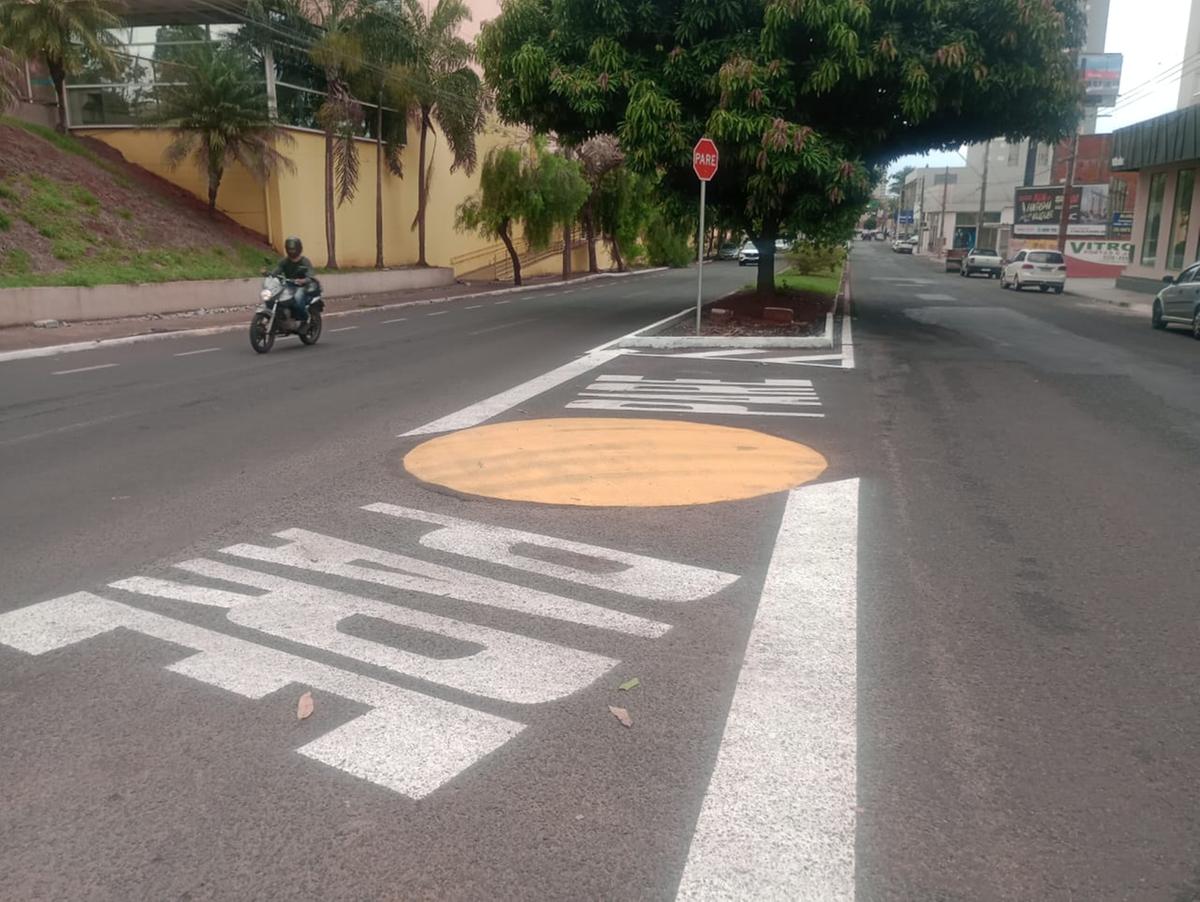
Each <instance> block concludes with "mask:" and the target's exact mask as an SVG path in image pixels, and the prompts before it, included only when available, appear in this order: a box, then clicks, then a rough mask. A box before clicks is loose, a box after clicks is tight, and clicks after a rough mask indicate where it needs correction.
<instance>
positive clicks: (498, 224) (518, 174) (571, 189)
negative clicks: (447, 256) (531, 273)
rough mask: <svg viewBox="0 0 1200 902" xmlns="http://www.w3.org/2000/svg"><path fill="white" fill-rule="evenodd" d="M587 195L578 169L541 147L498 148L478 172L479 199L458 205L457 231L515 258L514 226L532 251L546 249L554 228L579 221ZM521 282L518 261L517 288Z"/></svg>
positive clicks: (516, 276)
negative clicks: (482, 241)
mask: <svg viewBox="0 0 1200 902" xmlns="http://www.w3.org/2000/svg"><path fill="white" fill-rule="evenodd" d="M588 193H589V188H588V182H587V180H586V179H584V178H583V174H582V170H581V167H580V164H578V163H577V162H576V161H574V160H565V158H563V157H562V156H559V155H557V154H550V152H548V151H547V150H546V149H545V146H544V144H542V143H541V142H534V143H533V144H530V146H529V148H528V151H522V150H518V149H517V148H494V149H493V150H492V151H491V152H490V154H488V155H487V158H486V160H485V161H484V167H482V169H481V170H480V174H479V193H476V194H475V196H474V197H472V198H468V199H467V200H464V202H463V203H462V204H460V205H458V209H457V216H456V227H457V228H458V229H460V230H462V231H468V230H469V231H475V233H478V234H480V235H482V236H484V237H493V239H494V237H498V239H500V240H502V241H503V242H504V245H505V247H506V248H508V249H509V253H510V255H512V257H514V258H515V257H516V251H515V248H514V246H512V237H514V228H515V227H516V225H520V227H521V228H522V230H523V233H524V237H526V241H527V242H528V245H529V247H530V248H534V249H538V248H544V247H546V246H547V245H548V243H550V241H551V237H552V234H553V231H554V230H556V228H558V227H560V225H562V224H564V223H568V222H574V221H575V217H576V216H577V215H578V212H580V209H581V208H582V206H583V203H584V202H586V200H587V198H588ZM520 277H521V276H520V265H518V263H517V260H516V259H514V278H515V281H516V282H517V284H520Z"/></svg>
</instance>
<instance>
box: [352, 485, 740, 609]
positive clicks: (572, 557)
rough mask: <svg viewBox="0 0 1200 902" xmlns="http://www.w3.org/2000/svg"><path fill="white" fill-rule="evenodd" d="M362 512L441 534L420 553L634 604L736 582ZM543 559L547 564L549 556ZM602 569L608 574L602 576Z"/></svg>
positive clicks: (439, 524) (687, 593)
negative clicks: (545, 551) (588, 589)
mask: <svg viewBox="0 0 1200 902" xmlns="http://www.w3.org/2000/svg"><path fill="white" fill-rule="evenodd" d="M362 510H365V511H372V512H374V513H385V515H388V516H389V517H400V518H402V519H412V521H416V522H419V523H433V524H436V525H438V527H440V529H436V530H433V531H432V533H426V534H425V535H424V536H421V546H422V547H425V548H432V549H433V551H439V552H445V553H448V554H460V555H464V557H468V558H475V559H476V560H484V561H488V563H492V564H502V565H504V566H506V567H512V569H515V570H524V571H527V572H530V573H541V575H542V576H550V577H554V578H556V579H565V581H568V582H571V583H577V584H580V585H590V587H594V588H596V589H606V590H608V591H614V593H620V594H622V595H631V596H634V597H638V599H649V600H652V601H668V602H685V601H698V600H700V599H707V597H708V596H710V595H715V594H716V593H719V591H721V589H724V588H726V587H727V585H731V584H733V583H734V582H737V579H738V577H737V575H734V573H722V572H720V571H718V570H707V569H704V567H695V566H691V565H690V564H676V563H674V561H670V560H660V559H658V558H647V557H644V555H641V554H634V553H631V552H620V551H617V549H614V548H605V547H601V546H599V545H587V543H584V542H571V541H568V540H565V539H554V537H553V536H544V535H538V534H536V533H524V531H522V530H518V529H505V528H503V527H491V525H487V524H485V523H475V522H474V521H469V519H460V518H458V517H448V516H444V515H440V513H426V512H425V511H418V510H415V509H413V507H402V506H400V505H395V504H384V503H378V504H368V505H366V506H364V509H362ZM523 548H528V549H530V551H533V549H538V548H547V549H551V551H552V552H564V553H565V554H560V555H557V557H559V558H563V559H565V561H570V559H572V558H575V559H578V561H580V564H581V565H584V564H590V565H592V569H584V566H572V565H571V564H570V563H551V561H550V560H545V559H542V558H540V557H534V555H533V554H529V553H527V552H523V551H520V549H523ZM547 557H551V558H552V555H547ZM605 569H607V570H608V572H604V571H605Z"/></svg>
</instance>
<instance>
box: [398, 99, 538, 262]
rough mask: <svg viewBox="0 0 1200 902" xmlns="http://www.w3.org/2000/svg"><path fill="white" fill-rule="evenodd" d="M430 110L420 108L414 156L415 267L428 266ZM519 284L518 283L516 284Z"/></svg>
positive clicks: (422, 108) (424, 107)
mask: <svg viewBox="0 0 1200 902" xmlns="http://www.w3.org/2000/svg"><path fill="white" fill-rule="evenodd" d="M431 125H432V122H431V121H430V110H428V108H427V107H421V143H420V149H419V150H418V154H416V161H418V170H416V265H418V266H428V265H430V264H428V261H427V260H426V259H425V204H426V202H427V200H428V198H427V197H426V196H427V194H428V190H430V186H428V185H426V184H425V176H426V170H425V146H426V139H427V138H428V134H430V126H431ZM517 284H520V282H518V283H517Z"/></svg>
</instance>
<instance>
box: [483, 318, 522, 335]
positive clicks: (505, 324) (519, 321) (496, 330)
mask: <svg viewBox="0 0 1200 902" xmlns="http://www.w3.org/2000/svg"><path fill="white" fill-rule="evenodd" d="M532 321H533V320H532V319H514V320H512V321H510V323H502V324H500V325H498V326H488V327H487V329H476V330H475V331H474V332H467V335H468V336H472V335H487V333H488V332H499V331H500V330H502V329H512V326H518V325H521V324H523V323H532Z"/></svg>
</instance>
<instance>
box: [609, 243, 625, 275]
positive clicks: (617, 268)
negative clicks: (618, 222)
mask: <svg viewBox="0 0 1200 902" xmlns="http://www.w3.org/2000/svg"><path fill="white" fill-rule="evenodd" d="M608 246H610V248H611V249H612V261H613V263H616V264H617V272H624V271H625V260H624V258H623V257H622V255H620V242H619V241H618V240H617V236H616V235H612V236H610V239H608Z"/></svg>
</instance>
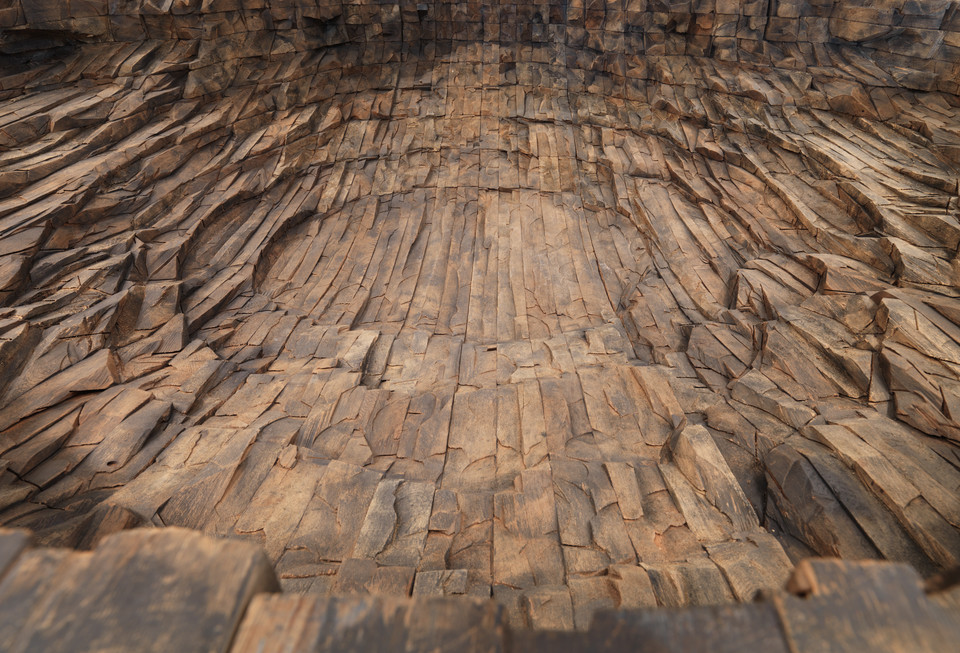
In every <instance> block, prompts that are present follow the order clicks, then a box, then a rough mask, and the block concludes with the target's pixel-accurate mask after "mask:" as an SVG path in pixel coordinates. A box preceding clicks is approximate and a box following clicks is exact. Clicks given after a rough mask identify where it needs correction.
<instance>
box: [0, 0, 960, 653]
mask: <svg viewBox="0 0 960 653" xmlns="http://www.w3.org/2000/svg"><path fill="white" fill-rule="evenodd" d="M957 21H960V17H958V15H957V8H956V4H955V3H948V2H939V0H938V1H931V2H917V1H916V0H910V2H903V1H899V2H889V3H871V4H870V5H869V6H866V5H864V6H859V5H857V6H854V5H853V4H852V3H850V2H833V3H816V4H815V3H800V2H795V3H788V2H774V3H773V4H768V3H767V2H739V3H729V2H717V3H713V2H694V3H690V2H675V3H663V2H652V1H651V2H637V3H634V2H632V0H631V1H630V2H605V3H597V2H589V3H578V2H571V3H547V2H545V3H519V4H508V3H505V2H497V3H492V2H489V3H479V2H463V3H461V2H457V3H445V2H433V3H419V4H410V3H400V4H396V3H386V2H383V3H373V2H367V1H366V0H363V1H359V0H358V1H356V2H352V3H341V2H336V3H334V2H326V1H324V2H320V1H319V0H309V1H308V0H249V1H246V0H245V1H243V2H241V1H239V0H203V1H201V0H131V1H129V2H112V1H111V2H107V1H106V0H102V1H100V0H84V1H81V0H71V1H70V2H62V1H60V0H57V1H54V0H31V1H30V2H27V0H22V1H21V0H15V1H14V2H12V3H10V2H8V3H6V4H5V5H4V6H3V7H2V8H0V525H2V526H7V527H16V528H22V529H27V530H29V531H31V532H32V533H33V537H34V538H35V540H36V541H37V542H38V543H42V544H46V545H51V546H58V547H63V546H67V547H74V548H76V549H79V550H87V549H90V548H92V547H96V546H97V545H98V543H100V542H101V541H102V540H103V538H104V537H106V536H108V535H110V534H111V533H114V532H116V531H121V530H126V529H131V528H144V527H150V526H158V527H186V528H190V529H195V530H198V531H202V532H204V533H207V534H211V535H217V536H221V537H224V538H240V539H246V540H251V541H253V542H256V543H258V544H259V545H261V546H262V547H263V549H264V551H265V555H266V556H267V560H268V561H269V563H270V565H272V566H273V568H274V569H275V571H276V574H277V576H278V577H279V582H280V583H281V585H282V586H283V587H284V588H285V589H286V590H288V591H289V592H293V593H302V594H311V595H320V596H326V595H331V594H343V593H349V594H358V593H363V594H370V595H375V596H376V597H377V600H383V601H387V600H388V599H389V600H398V601H399V600H400V599H403V600H404V601H406V600H407V598H406V597H421V596H427V595H464V596H467V597H480V598H482V599H489V598H490V597H493V598H494V599H495V600H496V601H497V602H498V604H499V605H500V606H502V609H503V610H504V611H505V614H506V615H507V616H508V618H509V619H510V622H511V623H513V624H515V625H517V626H519V625H523V626H528V627H532V628H540V629H568V630H569V629H581V630H585V629H587V628H589V627H590V624H591V619H592V618H593V615H594V614H595V613H597V612H598V611H602V610H609V609H621V610H623V609H633V608H640V607H653V606H664V607H689V606H698V605H710V606H716V605H721V604H736V603H742V602H748V601H750V600H752V599H753V598H754V597H755V596H756V595H757V594H758V593H762V592H765V591H770V590H773V589H776V588H780V587H781V586H782V585H783V583H784V582H785V581H786V579H787V578H788V576H789V575H790V573H791V569H792V568H793V567H794V565H795V564H796V563H797V562H798V561H799V560H801V559H803V558H805V557H808V556H811V555H821V556H835V557H841V558H845V559H851V560H864V559H885V560H891V561H895V562H900V563H905V564H908V565H911V566H912V567H913V568H914V569H915V570H916V571H917V572H918V573H920V574H921V575H922V576H931V575H933V574H936V573H939V572H942V571H943V570H945V569H948V568H951V567H954V566H956V565H958V564H960V394H958V393H960V290H958V288H960V262H958V258H957V252H958V248H960V221H958V219H960V198H958V179H960V98H958V96H957V95H956V92H957V91H958V87H957V86H956V84H957V79H958V75H957V65H958V63H960V57H958V56H957V51H956V46H955V42H956V41H957V40H958V38H960V37H958V34H960V23H958V22H957ZM76 555H81V554H76ZM78 559H80V558H78ZM84 559H85V558H84ZM291 600H292V599H291ZM320 600H321V599H318V598H313V599H309V600H307V599H304V601H305V603H303V604H302V605H300V604H298V605H300V607H297V608H296V609H297V610H302V611H304V612H305V613H311V611H312V610H319V609H321V608H318V607H316V606H318V605H320V604H319V603H311V602H310V601H320ZM364 600H368V599H364ZM410 600H413V599H410ZM369 601H371V603H369V605H370V606H380V605H382V604H381V603H376V601H374V599H369ZM391 605H393V604H391ZM396 605H407V604H405V603H402V602H401V603H397V604H396ZM371 609H373V608H371ZM379 609H380V608H379V607H376V610H379ZM405 609H406V608H403V610H405ZM397 610H401V608H397ZM730 610H731V612H730V613H729V614H734V613H736V608H730ZM401 611H402V610H401ZM78 614H79V613H78ZM311 614H312V613H311ZM689 614H694V613H689ZM697 614H699V613H697ZM399 618H400V617H398V619H399ZM404 618H405V617H404ZM484 618H486V617H484ZM698 618H699V617H698ZM731 618H732V617H731ZM625 627H626V626H625ZM630 627H631V628H632V627H633V626H630ZM571 641H572V640H571Z"/></svg>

────────

• [TASK ITEM] Please pull out every line of the material from its beginning up to and including the line that contains "positive clicks: (516, 276)", reproducing each line unchanged and leaving out the pictures.

• [TASK ANSWER]
Each <instance> block concludes with "mask:" and the target's exact mask as an SVG path in image pixels, and the prompts before it, included only when available, appear in this order: a box, then clicks, then a rough mask. A box before clicks is loose, a box after clicks is tight, and clicks after a rough mask indicate where it needs correction.
<instance>
positive clicks: (498, 224) (518, 174) (571, 189)
negative clicks: (447, 256) (531, 273)
rough mask: <svg viewBox="0 0 1200 902" xmlns="http://www.w3.org/2000/svg"><path fill="white" fill-rule="evenodd" d="M587 195L578 169L541 147L498 148L478 172L479 199L458 205L457 231L515 258L514 226L532 251L546 249L554 228L579 221ZM521 282L518 261L517 288Z"/></svg>
positive clicks: (516, 276)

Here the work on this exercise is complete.